* Requirements
a) Using the forum thread, decide whether each statement agrees with it: (i) the kill.exe utility is in the Utils\ subfolder of the Advanced Host Monitor package; (ii) in advanced mode, HostMonitor checks the logical expression according to the section where the action is placed; (iii) the reply promises a "move" option for actions. Answer yes or no for each, quoting the words of the thread that decide it.
b) According to the forum thread, which parameter should be used with the kill.exe utility?
c) List every time of day at which a post in the forum thread was made.

* Selected excerpt
KS-Soft · Post by **KS-Soft** » Thu Apr 21, 2011 2:48 pm

Would you recommend something for this issue: when reboot action is performed by HM an application on a server is forced to close and does that non-gracefully, is there a tool or a way to basically “click buttons” to shut app down?

Do you mean some application does not process WM_QUERYENDSESSION requests (Windows send such message on logoff/shutdown events)? So you need to send WM_QUIT message to such application?
There is kill.exe utility included into Advanced Host Monitor package (check Utils\ subfolder). You may use this utility with -t parameter.

Regards
Alex

KS-Soft · Post by **KS-Soft** » Thu Apr 21, 2011 2:59 pm

Is there an explanation why %SuggestedStatus% works in This test depends on Expression, but does not in Action -> Advanced mode? I used ('%Status%'=='Normal') there instead.

As I see this variable works just fine.
May be you made some mistake in expression?

Is there an reason why test configured to Use Normal status instead of a Bad one via ('%SuggestedStatus%'=='Bad') has a actions triggered in “Bad” status actions and not in “Good” status actions. Normal is considered a good one, right?

Perhaps you are using "advanced mode" action?
Then "good" and "bad" division has sense for users, not for HostMonitor. It checks logical expression regardless of section where you put this action.

Is there an easy way to run test only when a test dependant on it requires it?

What exactly means "requires" in this context? Do you want to perform master test only if its time to perform dependant test?
Then simply setup longer test interval for master test. E.g. if you perform dependant test every 5 min, setup 6 min (or 60 min) interval for master test.

Regards
Alex

KS-Soft · Post by **KS-Soft** » Thu Apr 21, 2011 3:06 pm

Have ability to move items from “Bad” status actions to Good ones

I think we will implement "copy" option for actions.

Entries from a point annotation set:

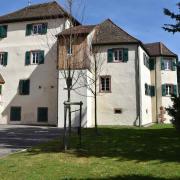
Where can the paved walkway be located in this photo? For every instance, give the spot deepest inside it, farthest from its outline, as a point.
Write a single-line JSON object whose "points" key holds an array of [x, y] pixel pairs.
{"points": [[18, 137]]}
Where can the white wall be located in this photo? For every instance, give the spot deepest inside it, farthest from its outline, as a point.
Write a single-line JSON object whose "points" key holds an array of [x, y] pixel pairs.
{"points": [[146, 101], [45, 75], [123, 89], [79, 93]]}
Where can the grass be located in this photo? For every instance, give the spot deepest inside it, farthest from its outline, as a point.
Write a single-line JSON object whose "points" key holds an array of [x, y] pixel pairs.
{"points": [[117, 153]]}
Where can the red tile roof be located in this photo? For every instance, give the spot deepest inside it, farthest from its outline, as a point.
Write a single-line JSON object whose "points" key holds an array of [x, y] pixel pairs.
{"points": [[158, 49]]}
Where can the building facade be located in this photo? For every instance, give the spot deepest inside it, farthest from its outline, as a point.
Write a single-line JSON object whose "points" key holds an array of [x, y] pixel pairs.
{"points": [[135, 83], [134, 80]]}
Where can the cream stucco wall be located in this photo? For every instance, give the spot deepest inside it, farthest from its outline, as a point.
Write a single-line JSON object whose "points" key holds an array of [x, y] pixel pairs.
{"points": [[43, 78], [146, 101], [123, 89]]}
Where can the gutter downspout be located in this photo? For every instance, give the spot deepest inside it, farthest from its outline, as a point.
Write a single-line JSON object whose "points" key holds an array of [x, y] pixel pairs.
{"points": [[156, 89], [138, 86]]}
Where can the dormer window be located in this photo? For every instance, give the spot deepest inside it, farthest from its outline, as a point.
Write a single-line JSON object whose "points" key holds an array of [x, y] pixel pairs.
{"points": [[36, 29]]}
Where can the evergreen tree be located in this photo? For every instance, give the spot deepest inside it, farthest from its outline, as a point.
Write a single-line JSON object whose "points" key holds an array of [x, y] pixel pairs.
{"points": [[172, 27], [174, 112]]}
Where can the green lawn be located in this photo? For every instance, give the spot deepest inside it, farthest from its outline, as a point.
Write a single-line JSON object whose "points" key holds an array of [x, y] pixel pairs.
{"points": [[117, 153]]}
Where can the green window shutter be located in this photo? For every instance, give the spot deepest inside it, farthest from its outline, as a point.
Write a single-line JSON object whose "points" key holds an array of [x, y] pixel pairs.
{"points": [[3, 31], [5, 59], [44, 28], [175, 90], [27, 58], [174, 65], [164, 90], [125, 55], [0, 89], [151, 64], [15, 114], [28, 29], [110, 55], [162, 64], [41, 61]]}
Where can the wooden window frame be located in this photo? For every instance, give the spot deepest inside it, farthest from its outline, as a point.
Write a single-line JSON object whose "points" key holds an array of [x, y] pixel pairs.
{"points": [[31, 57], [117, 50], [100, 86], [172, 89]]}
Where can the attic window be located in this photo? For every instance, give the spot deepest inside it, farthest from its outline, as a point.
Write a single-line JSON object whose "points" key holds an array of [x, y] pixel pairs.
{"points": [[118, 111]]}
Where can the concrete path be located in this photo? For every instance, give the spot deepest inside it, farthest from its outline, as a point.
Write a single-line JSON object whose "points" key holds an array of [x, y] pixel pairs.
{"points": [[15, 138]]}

* * *

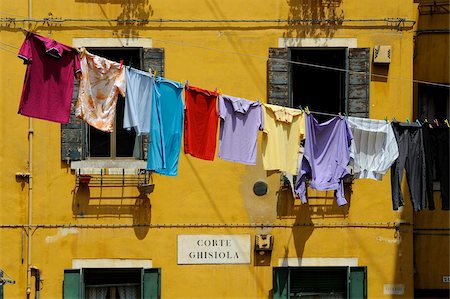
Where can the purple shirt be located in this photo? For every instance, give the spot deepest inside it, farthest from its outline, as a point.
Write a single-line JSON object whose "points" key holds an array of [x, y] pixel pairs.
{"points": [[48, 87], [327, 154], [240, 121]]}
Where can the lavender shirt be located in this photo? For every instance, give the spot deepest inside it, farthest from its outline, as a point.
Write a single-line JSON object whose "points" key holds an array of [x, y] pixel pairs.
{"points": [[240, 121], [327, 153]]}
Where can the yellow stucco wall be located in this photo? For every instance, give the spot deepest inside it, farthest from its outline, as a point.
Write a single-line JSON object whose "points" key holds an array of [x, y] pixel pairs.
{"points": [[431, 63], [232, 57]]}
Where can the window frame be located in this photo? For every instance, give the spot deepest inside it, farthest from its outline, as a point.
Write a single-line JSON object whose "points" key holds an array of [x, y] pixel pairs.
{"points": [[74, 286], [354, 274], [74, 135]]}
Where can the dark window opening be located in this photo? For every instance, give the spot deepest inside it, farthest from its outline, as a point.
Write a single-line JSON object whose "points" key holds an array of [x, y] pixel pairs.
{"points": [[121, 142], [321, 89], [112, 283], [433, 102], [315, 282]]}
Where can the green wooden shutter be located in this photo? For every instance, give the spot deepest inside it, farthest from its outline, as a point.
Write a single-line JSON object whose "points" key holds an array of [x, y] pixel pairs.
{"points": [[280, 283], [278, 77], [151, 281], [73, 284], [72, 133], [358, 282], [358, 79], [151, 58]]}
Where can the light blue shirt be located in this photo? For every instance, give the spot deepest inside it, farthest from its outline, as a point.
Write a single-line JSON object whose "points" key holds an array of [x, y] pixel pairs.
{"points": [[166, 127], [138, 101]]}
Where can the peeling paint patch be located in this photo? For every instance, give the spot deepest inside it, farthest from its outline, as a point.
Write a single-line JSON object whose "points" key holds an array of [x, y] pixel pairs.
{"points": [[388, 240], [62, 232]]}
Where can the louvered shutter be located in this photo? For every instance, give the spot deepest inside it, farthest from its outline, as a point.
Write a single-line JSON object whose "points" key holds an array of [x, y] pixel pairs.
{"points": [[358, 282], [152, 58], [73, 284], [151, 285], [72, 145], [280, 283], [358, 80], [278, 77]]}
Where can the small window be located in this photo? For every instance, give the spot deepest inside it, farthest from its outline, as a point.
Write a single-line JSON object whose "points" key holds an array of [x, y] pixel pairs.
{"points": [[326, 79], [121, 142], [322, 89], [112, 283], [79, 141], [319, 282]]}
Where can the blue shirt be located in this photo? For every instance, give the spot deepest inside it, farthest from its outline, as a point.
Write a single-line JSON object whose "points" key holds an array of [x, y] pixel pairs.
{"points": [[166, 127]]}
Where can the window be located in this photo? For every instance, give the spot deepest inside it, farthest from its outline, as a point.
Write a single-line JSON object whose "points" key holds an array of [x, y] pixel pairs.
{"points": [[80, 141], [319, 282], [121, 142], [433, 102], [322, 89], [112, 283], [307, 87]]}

==

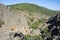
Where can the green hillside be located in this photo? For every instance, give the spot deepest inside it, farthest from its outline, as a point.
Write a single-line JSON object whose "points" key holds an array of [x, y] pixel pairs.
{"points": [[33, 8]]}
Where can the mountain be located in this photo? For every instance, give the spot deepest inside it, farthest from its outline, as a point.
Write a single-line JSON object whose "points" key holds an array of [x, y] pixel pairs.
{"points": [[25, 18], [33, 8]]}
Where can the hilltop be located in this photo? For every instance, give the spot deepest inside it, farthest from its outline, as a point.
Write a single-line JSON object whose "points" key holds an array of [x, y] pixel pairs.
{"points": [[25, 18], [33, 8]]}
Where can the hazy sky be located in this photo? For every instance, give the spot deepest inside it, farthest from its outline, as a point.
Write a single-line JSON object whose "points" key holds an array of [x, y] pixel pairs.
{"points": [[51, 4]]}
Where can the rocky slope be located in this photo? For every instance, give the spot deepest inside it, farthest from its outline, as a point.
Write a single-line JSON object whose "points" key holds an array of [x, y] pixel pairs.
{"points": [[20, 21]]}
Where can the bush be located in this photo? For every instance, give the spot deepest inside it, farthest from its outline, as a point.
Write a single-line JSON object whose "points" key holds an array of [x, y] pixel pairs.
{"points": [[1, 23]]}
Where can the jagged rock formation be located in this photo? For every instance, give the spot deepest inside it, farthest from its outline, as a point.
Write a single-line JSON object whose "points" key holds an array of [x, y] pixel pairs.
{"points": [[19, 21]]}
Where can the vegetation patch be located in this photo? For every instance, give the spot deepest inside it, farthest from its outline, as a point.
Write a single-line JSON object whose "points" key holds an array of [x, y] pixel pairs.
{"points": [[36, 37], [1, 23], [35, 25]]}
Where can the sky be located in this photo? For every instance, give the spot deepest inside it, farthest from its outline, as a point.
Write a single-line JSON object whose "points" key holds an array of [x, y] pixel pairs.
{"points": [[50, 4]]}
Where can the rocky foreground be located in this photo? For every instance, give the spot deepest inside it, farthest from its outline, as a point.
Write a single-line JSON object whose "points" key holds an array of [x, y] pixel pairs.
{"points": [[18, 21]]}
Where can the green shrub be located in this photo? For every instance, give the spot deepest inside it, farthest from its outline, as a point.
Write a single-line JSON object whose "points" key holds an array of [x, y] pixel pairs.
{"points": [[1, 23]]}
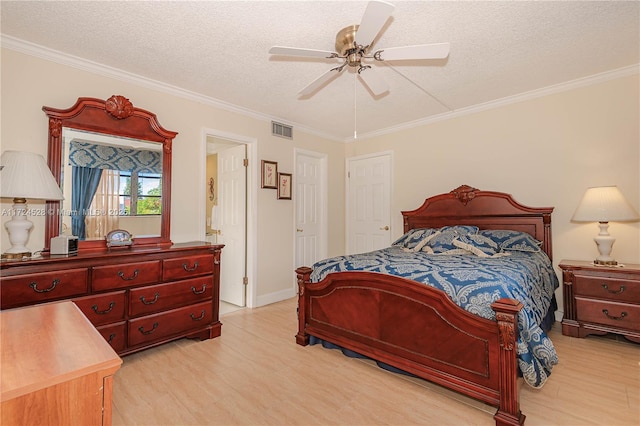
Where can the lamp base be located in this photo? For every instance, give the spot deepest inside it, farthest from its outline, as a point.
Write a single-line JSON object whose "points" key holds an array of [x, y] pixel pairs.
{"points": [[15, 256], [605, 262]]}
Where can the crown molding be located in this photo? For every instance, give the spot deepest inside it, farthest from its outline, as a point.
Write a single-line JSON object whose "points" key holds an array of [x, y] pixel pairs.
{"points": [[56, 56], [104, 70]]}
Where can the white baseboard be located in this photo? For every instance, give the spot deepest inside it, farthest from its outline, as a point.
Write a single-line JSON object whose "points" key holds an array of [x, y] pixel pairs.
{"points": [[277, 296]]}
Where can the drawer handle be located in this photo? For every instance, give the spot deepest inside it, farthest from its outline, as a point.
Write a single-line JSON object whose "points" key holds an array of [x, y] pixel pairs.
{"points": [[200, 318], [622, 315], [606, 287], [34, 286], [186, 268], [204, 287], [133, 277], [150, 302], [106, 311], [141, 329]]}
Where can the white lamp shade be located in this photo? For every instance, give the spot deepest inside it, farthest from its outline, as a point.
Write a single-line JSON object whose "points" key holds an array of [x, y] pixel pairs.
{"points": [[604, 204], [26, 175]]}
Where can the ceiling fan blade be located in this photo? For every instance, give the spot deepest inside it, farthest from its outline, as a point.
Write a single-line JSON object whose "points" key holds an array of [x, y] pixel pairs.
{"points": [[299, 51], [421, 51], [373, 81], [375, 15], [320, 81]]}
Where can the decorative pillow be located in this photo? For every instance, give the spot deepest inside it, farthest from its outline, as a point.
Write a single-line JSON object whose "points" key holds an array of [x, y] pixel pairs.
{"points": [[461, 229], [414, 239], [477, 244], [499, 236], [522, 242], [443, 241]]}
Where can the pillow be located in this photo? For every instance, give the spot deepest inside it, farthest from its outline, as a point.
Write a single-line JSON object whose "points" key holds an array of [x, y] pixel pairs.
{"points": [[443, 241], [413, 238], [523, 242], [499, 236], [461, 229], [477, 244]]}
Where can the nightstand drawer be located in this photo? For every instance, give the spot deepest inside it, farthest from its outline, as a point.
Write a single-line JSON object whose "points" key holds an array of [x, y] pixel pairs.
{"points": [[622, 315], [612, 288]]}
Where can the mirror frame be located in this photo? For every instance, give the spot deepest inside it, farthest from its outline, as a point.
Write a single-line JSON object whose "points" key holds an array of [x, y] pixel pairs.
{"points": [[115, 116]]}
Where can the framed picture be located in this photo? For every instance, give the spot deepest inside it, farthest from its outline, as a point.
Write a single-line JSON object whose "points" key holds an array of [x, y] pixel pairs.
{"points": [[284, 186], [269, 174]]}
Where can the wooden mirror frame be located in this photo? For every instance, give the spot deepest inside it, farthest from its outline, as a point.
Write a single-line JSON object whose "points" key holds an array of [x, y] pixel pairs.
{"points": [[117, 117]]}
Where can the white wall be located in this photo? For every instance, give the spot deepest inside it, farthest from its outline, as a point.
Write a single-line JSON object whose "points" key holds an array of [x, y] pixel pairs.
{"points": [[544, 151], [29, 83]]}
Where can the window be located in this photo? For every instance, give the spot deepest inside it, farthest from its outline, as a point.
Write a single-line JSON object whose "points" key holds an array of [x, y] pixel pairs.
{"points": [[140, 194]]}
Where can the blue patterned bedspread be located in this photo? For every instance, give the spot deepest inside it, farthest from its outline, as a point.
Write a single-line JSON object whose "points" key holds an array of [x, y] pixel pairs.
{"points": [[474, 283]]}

* Solutions to the problems
a)
(i) Yes: "There is kill.exe utility included into Advanced Host Monitor package (check Utils\ subfolder)."
(ii) No: "It checks logical expression regardless of section where you put this action."
(iii) No: "I think we will implement "copy" option for actions."

b) The -t parameter.

c) 2:48 pm, 2:59 pm, 3:06 pm